TASK INPUTS.
──────────────────────────────

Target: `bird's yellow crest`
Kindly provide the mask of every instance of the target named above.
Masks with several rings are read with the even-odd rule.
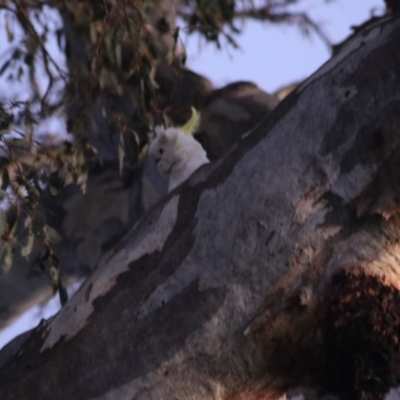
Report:
[[[188,136],[193,135],[197,128],[200,125],[200,114],[196,111],[194,107],[192,107],[192,116],[189,121],[186,122],[185,125],[180,127],[180,130]]]

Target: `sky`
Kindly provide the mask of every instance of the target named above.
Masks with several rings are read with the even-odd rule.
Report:
[[[365,22],[371,10],[383,11],[383,0],[304,0],[297,7],[307,11],[327,33],[333,44],[352,32],[352,25]],[[272,93],[303,80],[329,58],[326,45],[315,34],[305,37],[293,26],[248,22],[237,36],[241,49],[220,51],[204,46],[198,37],[185,41],[187,65],[210,78],[217,87],[238,80],[251,80]],[[228,54],[229,53],[229,54]]]
[[[79,289],[83,281],[74,283],[68,288],[68,296],[71,298]],[[42,319],[48,319],[60,309],[60,300],[58,295],[53,296],[47,302],[36,305],[23,313],[12,325],[0,332],[0,349],[4,347],[11,339],[20,333],[26,332],[39,324]]]
[[[299,10],[309,12],[333,44],[348,37],[352,25],[366,21],[371,10],[378,14],[383,11],[383,0],[304,0],[301,4]],[[0,45],[3,39],[0,32]],[[286,25],[249,22],[236,39],[240,50],[221,51],[213,45],[206,46],[196,36],[183,38],[188,55],[187,66],[205,75],[215,87],[245,80],[272,93],[284,85],[307,78],[329,58],[328,49],[315,34],[304,37],[298,29]],[[57,121],[53,123],[57,124]],[[70,288],[71,295],[78,286]],[[48,304],[28,310],[0,332],[0,349],[13,337],[35,327],[42,318],[49,318],[59,307],[56,296]]]

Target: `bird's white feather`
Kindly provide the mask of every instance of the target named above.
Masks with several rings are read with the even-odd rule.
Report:
[[[179,128],[155,128],[149,155],[157,162],[161,174],[169,176],[168,191],[184,182],[201,165],[210,161],[201,144]]]

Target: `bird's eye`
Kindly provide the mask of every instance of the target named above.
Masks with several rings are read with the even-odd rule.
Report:
[[[158,150],[158,152],[159,152],[160,154],[162,154],[162,153],[164,153],[164,149],[160,149],[160,150]]]

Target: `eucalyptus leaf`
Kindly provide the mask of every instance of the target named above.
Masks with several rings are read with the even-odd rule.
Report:
[[[124,135],[119,135],[118,141],[118,161],[119,161],[119,173],[122,174],[122,169],[124,167],[124,157],[125,157],[125,141]]]
[[[0,208],[0,236],[7,230],[7,217],[6,213]]]
[[[1,182],[1,189],[6,190],[10,184],[10,175],[8,174],[8,169],[4,168]]]
[[[50,243],[57,243],[57,242],[59,242],[61,240],[61,236],[57,233],[57,231],[55,229],[53,229],[49,225],[45,225],[43,227],[43,230],[44,230],[44,234],[46,236],[46,239]]]
[[[49,189],[52,196],[57,196],[60,193],[60,191],[53,185],[50,185]]]
[[[61,278],[61,275],[58,279],[58,295],[60,297],[61,306],[64,306],[68,301],[68,291],[63,279]]]
[[[60,261],[56,255],[50,254],[49,260],[53,264],[53,267],[55,267],[55,268],[59,267]]]
[[[29,228],[31,226],[31,224],[32,224],[32,218],[28,215],[25,218],[24,226],[25,226],[25,228]]]
[[[37,235],[44,227],[46,219],[42,214],[35,214],[32,218],[31,230],[34,235]]]
[[[60,271],[52,266],[50,268],[50,286],[53,288],[53,294],[57,293],[58,281],[59,281]]]
[[[58,284],[59,275],[60,275],[60,271],[56,267],[51,266],[51,268],[50,268],[50,278],[56,284]]]
[[[10,66],[11,60],[7,60],[0,68],[0,76],[4,74],[6,69]]]
[[[32,204],[36,204],[40,196],[39,191],[34,185],[27,185],[26,190],[28,192],[27,200]]]
[[[3,248],[3,254],[1,257],[1,269],[3,272],[8,272],[11,268],[13,261],[13,252],[10,245],[6,245]]]
[[[44,262],[47,261],[50,257],[50,248],[48,246],[46,246],[44,253],[39,253],[39,255],[37,256],[37,263],[39,263],[39,266],[43,266],[44,267]]]
[[[11,225],[11,230],[9,235],[11,238],[15,238],[17,236],[18,226],[19,226],[18,218],[15,218],[14,223]]]
[[[7,33],[7,40],[8,42],[12,42],[14,40],[14,32],[10,29],[10,21],[9,21],[9,14],[6,14],[6,33]]]
[[[35,242],[35,237],[33,236],[32,232],[28,233],[28,240],[26,245],[21,250],[21,255],[24,257],[28,257],[29,254],[32,253],[33,244]]]

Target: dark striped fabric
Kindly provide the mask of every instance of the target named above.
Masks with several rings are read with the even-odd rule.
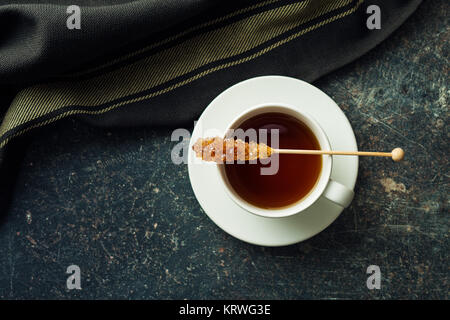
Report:
[[[177,125],[253,76],[313,81],[381,42],[420,0],[87,1],[82,29],[71,31],[67,5],[58,3],[0,5],[0,27],[11,24],[0,31],[11,39],[0,41],[0,85],[15,95],[0,106],[0,148],[70,116],[108,126]],[[382,10],[380,30],[366,27],[371,4]]]

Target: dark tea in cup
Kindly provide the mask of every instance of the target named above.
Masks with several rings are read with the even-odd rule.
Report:
[[[278,148],[320,150],[312,130],[297,118],[278,112],[255,115],[235,129],[267,130],[267,144],[271,146],[271,131],[278,130]],[[257,141],[260,142],[260,141]],[[264,141],[266,143],[266,141]],[[279,154],[278,171],[274,175],[261,174],[261,168],[270,164],[225,164],[225,175],[230,186],[244,201],[265,209],[293,205],[316,186],[322,170],[322,156]]]

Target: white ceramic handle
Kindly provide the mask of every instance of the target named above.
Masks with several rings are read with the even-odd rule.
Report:
[[[344,208],[350,205],[354,195],[352,190],[331,179],[323,192],[325,198]]]

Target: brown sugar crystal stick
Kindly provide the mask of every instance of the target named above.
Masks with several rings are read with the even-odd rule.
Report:
[[[218,163],[225,162],[228,159],[245,161],[268,158],[274,153],[390,157],[394,161],[401,161],[405,156],[405,152],[401,148],[395,148],[391,152],[273,149],[263,143],[248,143],[240,139],[222,139],[219,137],[200,138],[192,146],[192,149],[195,151],[197,157],[205,161],[215,161]]]

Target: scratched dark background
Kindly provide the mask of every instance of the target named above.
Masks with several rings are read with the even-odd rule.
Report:
[[[407,157],[361,159],[351,207],[297,245],[253,246],[215,226],[187,167],[170,160],[173,128],[68,120],[16,141],[0,298],[448,299],[449,9],[424,1],[379,47],[315,83],[360,149],[401,146]],[[71,264],[82,290],[66,288]],[[381,290],[366,287],[372,264]]]

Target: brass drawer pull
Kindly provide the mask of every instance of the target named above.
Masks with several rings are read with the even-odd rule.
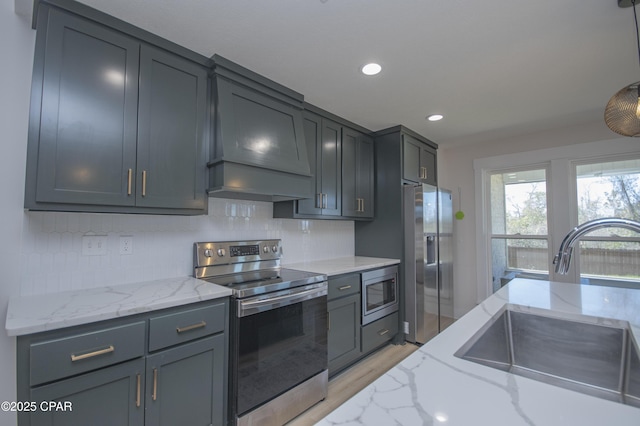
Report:
[[[140,374],[136,374],[136,407],[140,407]]]
[[[380,336],[384,336],[385,334],[387,334],[389,332],[389,329],[385,328],[384,330],[380,330],[378,331],[378,335]]]
[[[154,401],[158,399],[158,369],[153,369],[153,393],[151,394],[151,399]]]
[[[342,291],[342,290],[348,290],[350,288],[351,288],[350,285],[343,285],[342,287],[338,287],[338,290]]]
[[[89,353],[82,354],[82,355],[71,354],[71,362],[80,361],[80,360],[87,359],[87,358],[93,358],[94,356],[98,356],[98,355],[108,354],[108,353],[111,353],[111,352],[113,352],[115,350],[116,350],[116,348],[114,348],[113,345],[109,345],[108,347],[106,347],[104,349],[100,349],[98,351],[89,352]]]
[[[197,324],[188,325],[186,327],[176,327],[176,331],[178,333],[184,333],[185,331],[195,330],[197,328],[202,328],[202,327],[206,327],[206,326],[207,326],[206,322],[200,321]]]

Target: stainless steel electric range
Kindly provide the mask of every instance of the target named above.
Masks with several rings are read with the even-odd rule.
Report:
[[[327,396],[327,277],[280,267],[280,240],[194,244],[194,275],[233,291],[230,419],[281,425]]]

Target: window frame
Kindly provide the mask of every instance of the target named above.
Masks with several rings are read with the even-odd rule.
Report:
[[[638,155],[640,150],[633,138],[616,138],[557,146],[532,151],[503,154],[473,160],[476,228],[476,300],[482,302],[493,294],[491,271],[490,211],[488,210],[489,173],[497,170],[536,168],[548,164],[547,175],[547,221],[549,236],[549,280],[577,283],[577,261],[571,262],[567,275],[556,274],[552,267],[553,257],[560,243],[571,229],[576,227],[577,188],[574,162],[600,162],[616,156]],[[508,165],[508,166],[506,166]],[[567,202],[574,200],[573,202]]]
[[[545,185],[546,185],[546,189],[545,189],[545,198],[546,198],[546,209],[547,209],[547,214],[546,214],[546,222],[547,222],[547,233],[546,234],[540,234],[540,235],[534,235],[534,234],[496,234],[493,232],[493,210],[492,207],[493,205],[491,203],[487,203],[487,209],[488,211],[485,211],[485,213],[487,214],[487,219],[488,219],[488,223],[487,223],[487,230],[488,230],[488,234],[489,234],[489,241],[488,241],[488,253],[492,253],[493,252],[493,241],[496,239],[502,239],[502,240],[538,240],[538,241],[545,241],[547,243],[547,258],[551,258],[551,251],[552,251],[552,247],[551,247],[551,237],[549,235],[549,229],[550,229],[550,221],[549,221],[549,213],[550,213],[550,209],[549,209],[549,203],[550,203],[550,197],[549,197],[549,188],[551,187],[551,182],[549,180],[550,178],[550,163],[541,163],[541,164],[535,164],[535,165],[529,165],[529,166],[525,166],[525,167],[518,167],[518,168],[514,168],[514,167],[509,167],[506,169],[492,169],[492,170],[487,170],[486,171],[486,185],[487,187],[485,188],[485,193],[488,194],[489,197],[491,197],[491,177],[493,175],[496,174],[509,174],[509,173],[518,173],[518,172],[527,172],[527,171],[533,171],[533,170],[544,170],[544,175],[545,175]],[[506,207],[506,206],[505,206]],[[506,215],[506,212],[505,212]],[[491,258],[491,254],[488,254],[488,258],[489,258],[489,262],[492,263],[493,259]],[[508,265],[506,265],[508,266]],[[509,270],[508,268],[506,270]],[[527,271],[524,269],[513,269],[514,272],[516,271],[523,271],[523,272],[528,272],[529,274],[532,275],[540,275],[541,278],[546,278],[548,275],[547,274],[538,274],[536,272],[533,271]],[[491,273],[491,288],[492,291],[495,290],[495,285],[493,284],[493,272]]]

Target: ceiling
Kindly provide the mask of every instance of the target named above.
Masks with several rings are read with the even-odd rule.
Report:
[[[403,124],[440,146],[603,121],[609,98],[640,80],[633,9],[617,0],[81,2],[368,129]],[[370,61],[383,69],[366,77]]]

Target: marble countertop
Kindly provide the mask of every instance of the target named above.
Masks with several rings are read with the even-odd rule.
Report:
[[[193,277],[178,277],[9,300],[5,328],[20,336],[231,295]]]
[[[387,259],[383,257],[351,256],[339,257],[336,259],[308,261],[300,263],[283,264],[289,269],[299,269],[301,271],[315,272],[334,276],[347,274],[350,272],[364,271],[366,269],[383,268],[385,266],[397,265],[400,259]]]
[[[506,306],[567,319],[622,320],[640,338],[639,290],[516,279],[318,424],[640,425],[638,408],[454,356]]]

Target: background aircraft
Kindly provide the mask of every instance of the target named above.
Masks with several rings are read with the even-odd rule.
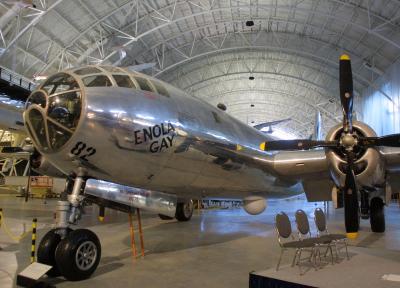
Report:
[[[352,121],[347,56],[340,61],[340,85],[344,121],[326,141],[274,141],[221,109],[140,73],[88,66],[49,77],[27,101],[25,127],[40,162],[51,163],[70,180],[68,201],[58,207],[58,228],[42,239],[39,261],[54,266],[52,275],[70,280],[94,272],[101,254],[97,236],[69,228],[88,200],[187,221],[192,198],[240,197],[248,213],[259,214],[265,197],[300,193],[296,184],[301,183],[310,201],[331,200],[332,193],[337,199],[345,192],[349,233],[358,231],[360,194],[372,230],[384,231],[389,176],[400,168],[399,136],[379,138],[366,124]],[[315,147],[325,150],[310,150]],[[275,150],[300,151],[269,152]]]

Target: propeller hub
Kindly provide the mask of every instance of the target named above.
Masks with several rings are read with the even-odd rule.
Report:
[[[357,138],[354,137],[352,134],[345,134],[341,139],[341,144],[346,150],[351,149],[355,145],[357,145]]]

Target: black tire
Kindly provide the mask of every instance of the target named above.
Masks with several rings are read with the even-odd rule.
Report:
[[[55,254],[61,275],[70,281],[89,278],[99,265],[100,258],[99,238],[87,229],[78,229],[68,234],[58,244]]]
[[[174,219],[174,217],[170,217],[170,216],[163,215],[163,214],[158,214],[158,217],[160,217],[161,220],[172,220],[172,219]]]
[[[187,202],[178,203],[176,205],[175,218],[180,222],[189,221],[193,215],[193,201],[189,200]]]
[[[56,233],[56,229],[52,229],[43,236],[38,246],[37,262],[53,267],[46,273],[50,277],[60,276],[55,259],[56,248],[60,242],[61,236]]]
[[[40,241],[37,250],[37,262],[53,267],[46,273],[50,277],[61,275],[55,259],[56,248],[61,242],[61,236],[57,231],[60,231],[60,229],[52,229],[47,232]],[[67,233],[71,231],[71,229],[67,228]]]
[[[385,232],[385,204],[379,197],[372,198],[371,200],[370,223],[372,232]]]

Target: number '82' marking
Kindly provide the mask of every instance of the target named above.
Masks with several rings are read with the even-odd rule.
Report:
[[[82,160],[89,161],[87,157],[96,154],[96,149],[93,147],[87,147],[86,143],[79,141],[75,144],[74,148],[71,149],[71,154],[78,156]]]

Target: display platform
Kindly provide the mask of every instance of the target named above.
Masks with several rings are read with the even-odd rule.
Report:
[[[294,253],[294,251],[286,251]],[[350,260],[342,258],[334,265],[324,263],[315,271],[310,265],[300,275],[297,266],[282,265],[279,271],[274,268],[250,273],[250,288],[278,287],[400,287],[400,251],[349,247]]]

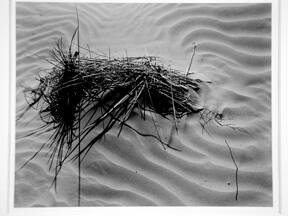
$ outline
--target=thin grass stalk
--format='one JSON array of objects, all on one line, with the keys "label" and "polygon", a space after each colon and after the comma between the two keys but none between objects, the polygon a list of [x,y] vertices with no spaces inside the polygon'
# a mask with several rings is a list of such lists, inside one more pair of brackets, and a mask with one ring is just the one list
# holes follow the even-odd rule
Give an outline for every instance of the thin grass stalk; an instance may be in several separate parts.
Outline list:
[{"label": "thin grass stalk", "polygon": [[225,139],[225,143],[226,143],[226,145],[227,145],[227,147],[229,149],[230,157],[231,157],[231,159],[232,159],[232,161],[233,161],[233,163],[235,165],[235,168],[236,168],[235,169],[235,184],[236,184],[235,200],[237,201],[238,200],[238,193],[239,193],[239,184],[238,184],[238,170],[239,170],[239,168],[238,168],[238,165],[237,165],[236,160],[234,158],[232,149],[229,146],[229,144],[228,144],[226,139]]}]

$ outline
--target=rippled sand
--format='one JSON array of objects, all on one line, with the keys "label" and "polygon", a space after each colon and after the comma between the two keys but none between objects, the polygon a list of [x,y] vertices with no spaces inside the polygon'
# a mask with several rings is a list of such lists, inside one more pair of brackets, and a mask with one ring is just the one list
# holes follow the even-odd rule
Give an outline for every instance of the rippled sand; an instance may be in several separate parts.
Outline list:
[{"label": "rippled sand", "polygon": [[[203,85],[202,103],[222,112],[227,123],[249,134],[211,124],[201,130],[199,116],[188,118],[172,144],[182,151],[163,150],[159,143],[125,129],[109,132],[82,164],[82,206],[189,205],[271,206],[271,7],[270,4],[78,4],[80,43],[114,56],[161,57],[185,71],[197,44],[192,70]],[[25,106],[23,85],[51,65],[44,60],[63,37],[70,40],[76,25],[75,5],[17,3],[17,110]],[[171,124],[160,119],[163,137]],[[29,123],[29,124],[28,124]],[[131,124],[153,133],[137,115]],[[49,134],[22,138],[41,121],[30,111],[16,124],[15,207],[76,206],[77,164],[51,186],[43,151],[19,168]],[[239,197],[235,166],[239,166]]]}]

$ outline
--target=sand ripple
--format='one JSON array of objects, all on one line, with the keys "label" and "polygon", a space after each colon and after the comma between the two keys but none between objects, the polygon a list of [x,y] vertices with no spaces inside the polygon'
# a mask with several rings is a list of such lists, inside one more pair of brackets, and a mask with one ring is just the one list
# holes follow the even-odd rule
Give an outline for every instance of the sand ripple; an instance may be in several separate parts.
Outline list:
[{"label": "sand ripple", "polygon": [[[197,43],[192,70],[213,81],[203,85],[203,104],[223,112],[232,130],[200,128],[187,119],[172,144],[181,152],[163,150],[153,139],[124,129],[112,131],[83,163],[82,205],[229,205],[271,206],[271,7],[269,4],[78,4],[80,41],[91,50],[115,56],[152,54],[185,70]],[[50,68],[56,41],[69,42],[75,29],[74,4],[17,3],[17,110],[25,106],[23,85]],[[30,122],[30,124],[27,124]],[[131,124],[146,133],[154,128],[135,116]],[[160,119],[163,137],[171,125]],[[16,167],[20,167],[49,135],[23,138],[41,125],[31,111],[16,125]],[[167,127],[167,125],[169,125]],[[248,131],[249,133],[243,132]],[[235,167],[239,166],[239,200]],[[57,194],[50,187],[47,152],[15,174],[15,206],[74,206],[77,165],[67,164]]]}]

──────────────────────────────

TO DO. Reply with every line of the listing that has the string "dark".

EXPECTED ANSWER.
Target: dark striped fabric
Target: dark tea in cup
Target: scratched dark background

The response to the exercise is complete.